__Stored data entries__
___
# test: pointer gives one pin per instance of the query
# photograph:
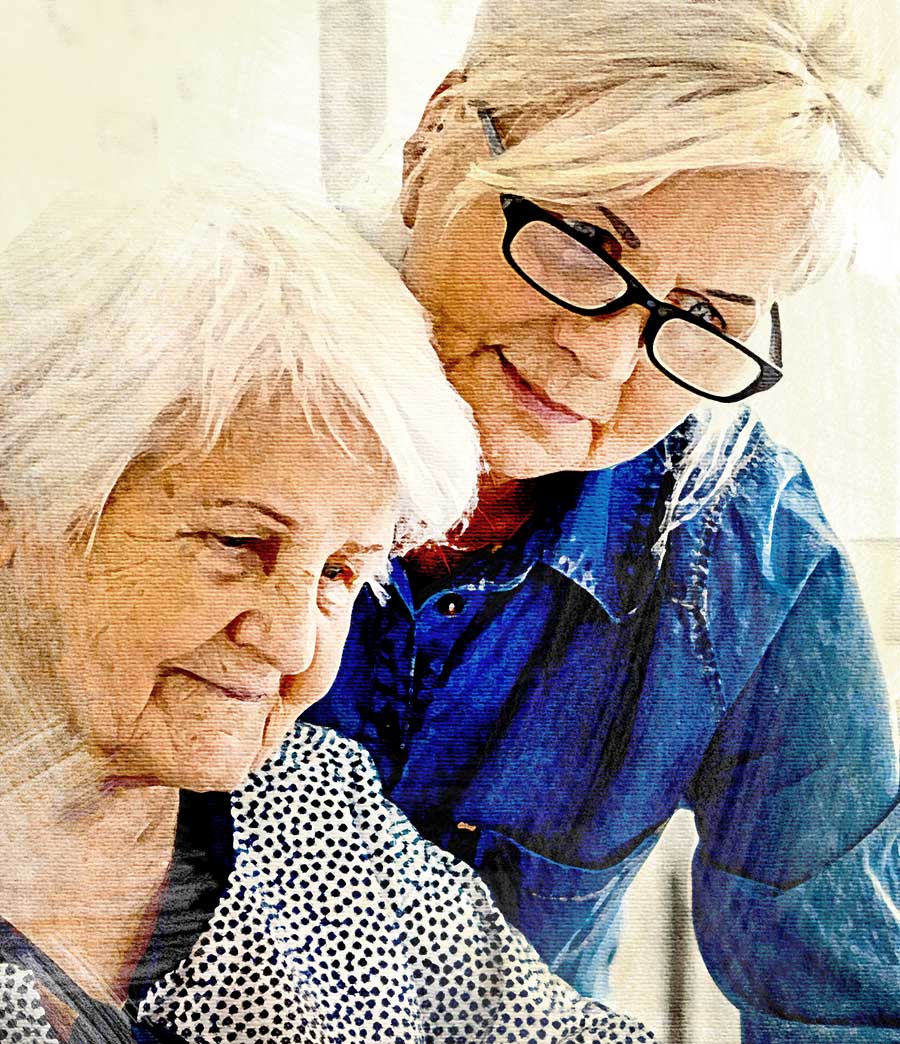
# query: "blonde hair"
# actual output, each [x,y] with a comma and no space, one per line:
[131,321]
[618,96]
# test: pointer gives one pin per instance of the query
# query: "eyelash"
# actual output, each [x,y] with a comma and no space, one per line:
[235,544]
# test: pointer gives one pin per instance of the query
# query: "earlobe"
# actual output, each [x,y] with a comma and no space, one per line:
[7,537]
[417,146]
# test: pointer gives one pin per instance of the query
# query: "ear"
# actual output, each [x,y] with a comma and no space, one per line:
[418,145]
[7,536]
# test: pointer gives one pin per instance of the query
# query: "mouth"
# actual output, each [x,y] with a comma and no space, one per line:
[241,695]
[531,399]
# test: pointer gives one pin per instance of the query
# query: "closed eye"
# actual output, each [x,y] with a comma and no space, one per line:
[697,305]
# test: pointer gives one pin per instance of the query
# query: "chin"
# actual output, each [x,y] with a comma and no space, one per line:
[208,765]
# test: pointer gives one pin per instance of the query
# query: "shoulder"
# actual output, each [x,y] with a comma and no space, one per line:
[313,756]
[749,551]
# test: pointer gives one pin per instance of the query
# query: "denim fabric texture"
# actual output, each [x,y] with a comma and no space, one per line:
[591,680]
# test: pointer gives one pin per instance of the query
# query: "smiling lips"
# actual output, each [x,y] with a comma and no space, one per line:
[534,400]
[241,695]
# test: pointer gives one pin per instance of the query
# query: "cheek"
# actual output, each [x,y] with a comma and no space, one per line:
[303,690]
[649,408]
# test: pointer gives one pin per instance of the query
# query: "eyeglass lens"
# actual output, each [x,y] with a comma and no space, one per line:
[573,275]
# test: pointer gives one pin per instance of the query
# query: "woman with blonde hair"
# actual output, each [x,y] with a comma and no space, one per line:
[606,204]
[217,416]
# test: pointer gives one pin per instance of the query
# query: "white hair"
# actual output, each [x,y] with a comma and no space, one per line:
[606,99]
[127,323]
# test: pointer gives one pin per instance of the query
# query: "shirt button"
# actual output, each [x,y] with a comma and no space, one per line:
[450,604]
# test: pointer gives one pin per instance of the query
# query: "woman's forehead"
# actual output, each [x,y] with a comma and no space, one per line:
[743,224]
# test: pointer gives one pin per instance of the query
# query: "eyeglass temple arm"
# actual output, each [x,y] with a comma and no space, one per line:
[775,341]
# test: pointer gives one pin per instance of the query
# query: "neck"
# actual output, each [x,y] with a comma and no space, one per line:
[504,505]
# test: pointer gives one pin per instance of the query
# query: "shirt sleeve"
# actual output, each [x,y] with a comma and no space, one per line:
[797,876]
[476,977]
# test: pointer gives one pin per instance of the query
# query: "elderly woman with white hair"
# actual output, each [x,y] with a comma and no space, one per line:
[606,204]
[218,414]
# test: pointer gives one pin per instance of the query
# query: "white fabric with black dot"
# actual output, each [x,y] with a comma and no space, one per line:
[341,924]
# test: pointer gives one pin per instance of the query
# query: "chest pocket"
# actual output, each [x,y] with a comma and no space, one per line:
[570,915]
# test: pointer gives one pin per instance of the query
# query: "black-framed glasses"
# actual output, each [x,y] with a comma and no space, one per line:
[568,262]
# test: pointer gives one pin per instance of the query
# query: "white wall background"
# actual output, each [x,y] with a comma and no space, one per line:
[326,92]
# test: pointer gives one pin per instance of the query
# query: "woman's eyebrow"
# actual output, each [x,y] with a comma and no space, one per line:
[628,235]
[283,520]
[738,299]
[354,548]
___
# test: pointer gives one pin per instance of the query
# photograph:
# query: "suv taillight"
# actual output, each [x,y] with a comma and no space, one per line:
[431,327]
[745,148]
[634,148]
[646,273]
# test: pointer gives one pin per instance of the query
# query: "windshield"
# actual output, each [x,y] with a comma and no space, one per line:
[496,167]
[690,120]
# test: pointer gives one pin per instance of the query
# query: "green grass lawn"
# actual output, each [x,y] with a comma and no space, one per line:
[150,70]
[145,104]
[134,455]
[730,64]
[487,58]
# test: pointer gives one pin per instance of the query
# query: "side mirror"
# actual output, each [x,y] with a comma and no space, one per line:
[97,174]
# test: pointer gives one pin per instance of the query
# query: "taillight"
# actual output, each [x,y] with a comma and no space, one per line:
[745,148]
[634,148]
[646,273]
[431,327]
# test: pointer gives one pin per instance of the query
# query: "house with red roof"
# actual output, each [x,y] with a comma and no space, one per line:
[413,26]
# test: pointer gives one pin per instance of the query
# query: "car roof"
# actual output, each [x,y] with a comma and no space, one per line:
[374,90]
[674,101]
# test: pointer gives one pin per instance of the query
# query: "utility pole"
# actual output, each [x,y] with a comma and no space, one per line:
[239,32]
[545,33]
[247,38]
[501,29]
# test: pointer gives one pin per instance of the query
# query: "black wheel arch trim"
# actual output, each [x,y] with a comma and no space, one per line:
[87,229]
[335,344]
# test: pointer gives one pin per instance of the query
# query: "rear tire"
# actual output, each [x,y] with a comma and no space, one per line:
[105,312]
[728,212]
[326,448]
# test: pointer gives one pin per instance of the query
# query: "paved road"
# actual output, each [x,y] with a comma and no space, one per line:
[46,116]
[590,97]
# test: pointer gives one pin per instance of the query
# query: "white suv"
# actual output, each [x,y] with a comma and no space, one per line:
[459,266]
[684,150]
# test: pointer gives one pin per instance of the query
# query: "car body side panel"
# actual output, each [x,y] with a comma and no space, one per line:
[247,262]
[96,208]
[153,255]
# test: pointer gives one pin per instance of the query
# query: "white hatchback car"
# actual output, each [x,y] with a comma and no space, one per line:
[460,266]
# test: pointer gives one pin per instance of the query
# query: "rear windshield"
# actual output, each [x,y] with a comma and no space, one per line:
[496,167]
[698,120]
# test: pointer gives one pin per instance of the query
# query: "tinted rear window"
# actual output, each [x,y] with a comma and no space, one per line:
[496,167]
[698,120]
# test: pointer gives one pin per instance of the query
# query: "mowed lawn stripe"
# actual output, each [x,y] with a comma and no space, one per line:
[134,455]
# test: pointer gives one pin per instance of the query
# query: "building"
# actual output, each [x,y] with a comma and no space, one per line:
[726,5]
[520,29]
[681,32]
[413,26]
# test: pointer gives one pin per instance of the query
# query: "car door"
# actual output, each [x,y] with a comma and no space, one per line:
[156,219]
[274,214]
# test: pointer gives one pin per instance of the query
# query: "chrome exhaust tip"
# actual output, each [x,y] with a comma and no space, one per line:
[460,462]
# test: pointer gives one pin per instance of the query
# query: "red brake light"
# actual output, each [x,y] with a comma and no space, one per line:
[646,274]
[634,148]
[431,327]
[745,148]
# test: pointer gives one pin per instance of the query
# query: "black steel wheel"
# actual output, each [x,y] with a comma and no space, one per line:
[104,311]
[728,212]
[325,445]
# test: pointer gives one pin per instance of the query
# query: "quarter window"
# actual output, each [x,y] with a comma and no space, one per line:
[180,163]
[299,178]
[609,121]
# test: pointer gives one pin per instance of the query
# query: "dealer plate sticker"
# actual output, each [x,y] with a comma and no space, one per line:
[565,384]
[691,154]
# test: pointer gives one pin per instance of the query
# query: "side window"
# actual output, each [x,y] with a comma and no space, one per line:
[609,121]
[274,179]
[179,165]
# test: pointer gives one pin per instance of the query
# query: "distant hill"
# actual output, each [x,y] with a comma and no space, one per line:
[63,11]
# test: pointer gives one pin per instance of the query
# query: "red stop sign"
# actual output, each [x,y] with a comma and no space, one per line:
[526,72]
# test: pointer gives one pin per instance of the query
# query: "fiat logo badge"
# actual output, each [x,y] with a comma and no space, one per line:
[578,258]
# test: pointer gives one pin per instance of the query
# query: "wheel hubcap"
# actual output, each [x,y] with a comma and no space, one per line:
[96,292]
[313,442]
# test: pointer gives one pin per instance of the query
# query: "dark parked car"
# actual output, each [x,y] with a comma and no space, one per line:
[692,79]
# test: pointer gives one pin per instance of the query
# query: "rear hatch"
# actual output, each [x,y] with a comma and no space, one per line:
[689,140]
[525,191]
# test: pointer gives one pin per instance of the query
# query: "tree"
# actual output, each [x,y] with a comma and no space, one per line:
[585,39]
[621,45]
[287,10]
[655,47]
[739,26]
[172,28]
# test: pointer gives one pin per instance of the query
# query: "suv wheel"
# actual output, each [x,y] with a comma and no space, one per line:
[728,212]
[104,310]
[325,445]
___
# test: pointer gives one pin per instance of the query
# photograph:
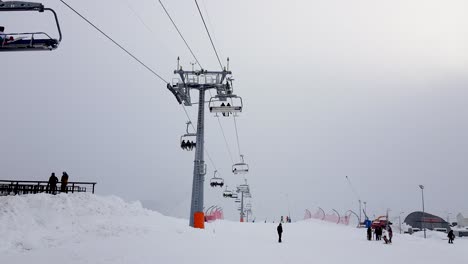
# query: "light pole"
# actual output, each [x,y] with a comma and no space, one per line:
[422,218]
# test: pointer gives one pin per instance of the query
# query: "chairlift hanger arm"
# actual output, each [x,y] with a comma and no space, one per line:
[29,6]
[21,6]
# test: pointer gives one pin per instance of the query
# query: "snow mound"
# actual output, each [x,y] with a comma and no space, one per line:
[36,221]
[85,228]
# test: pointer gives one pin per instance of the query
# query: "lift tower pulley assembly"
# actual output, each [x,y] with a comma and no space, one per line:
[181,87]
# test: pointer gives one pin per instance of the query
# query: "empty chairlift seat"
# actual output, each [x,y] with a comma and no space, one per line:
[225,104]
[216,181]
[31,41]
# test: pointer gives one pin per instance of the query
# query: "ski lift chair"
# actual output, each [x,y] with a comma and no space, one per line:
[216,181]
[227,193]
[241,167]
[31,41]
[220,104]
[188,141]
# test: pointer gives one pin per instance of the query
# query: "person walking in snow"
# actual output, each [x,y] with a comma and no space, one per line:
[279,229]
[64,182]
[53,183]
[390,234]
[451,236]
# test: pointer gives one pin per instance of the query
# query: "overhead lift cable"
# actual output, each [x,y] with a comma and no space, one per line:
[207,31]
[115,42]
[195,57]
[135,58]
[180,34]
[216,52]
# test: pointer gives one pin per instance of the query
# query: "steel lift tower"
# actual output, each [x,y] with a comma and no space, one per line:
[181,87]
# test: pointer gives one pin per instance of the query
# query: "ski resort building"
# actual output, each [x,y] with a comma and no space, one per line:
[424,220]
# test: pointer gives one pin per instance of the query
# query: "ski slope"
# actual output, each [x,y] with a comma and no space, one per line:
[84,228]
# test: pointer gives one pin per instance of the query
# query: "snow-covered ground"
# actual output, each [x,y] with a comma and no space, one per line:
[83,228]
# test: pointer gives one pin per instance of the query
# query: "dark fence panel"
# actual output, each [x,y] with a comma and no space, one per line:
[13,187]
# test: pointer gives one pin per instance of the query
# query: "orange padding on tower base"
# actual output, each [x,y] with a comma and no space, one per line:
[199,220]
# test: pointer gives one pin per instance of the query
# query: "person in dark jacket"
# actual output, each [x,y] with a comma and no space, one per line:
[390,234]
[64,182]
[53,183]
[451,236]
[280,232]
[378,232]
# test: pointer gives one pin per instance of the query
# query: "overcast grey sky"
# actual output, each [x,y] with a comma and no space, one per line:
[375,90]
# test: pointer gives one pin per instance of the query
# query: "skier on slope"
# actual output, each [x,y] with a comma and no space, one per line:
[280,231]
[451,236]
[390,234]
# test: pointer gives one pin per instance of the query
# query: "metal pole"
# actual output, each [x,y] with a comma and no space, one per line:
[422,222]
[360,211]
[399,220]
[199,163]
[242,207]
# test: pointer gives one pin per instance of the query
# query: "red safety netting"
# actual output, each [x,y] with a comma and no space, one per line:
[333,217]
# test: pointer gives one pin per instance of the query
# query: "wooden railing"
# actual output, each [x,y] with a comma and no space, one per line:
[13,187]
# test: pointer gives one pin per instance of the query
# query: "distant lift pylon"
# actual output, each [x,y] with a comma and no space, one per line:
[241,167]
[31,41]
___
__EXERCISE AIM__
Every line above that holds "distant" should be copied out.

__EXERCISE SOLUTION__
# query: "distant hill"
# query: "distant lift pylon"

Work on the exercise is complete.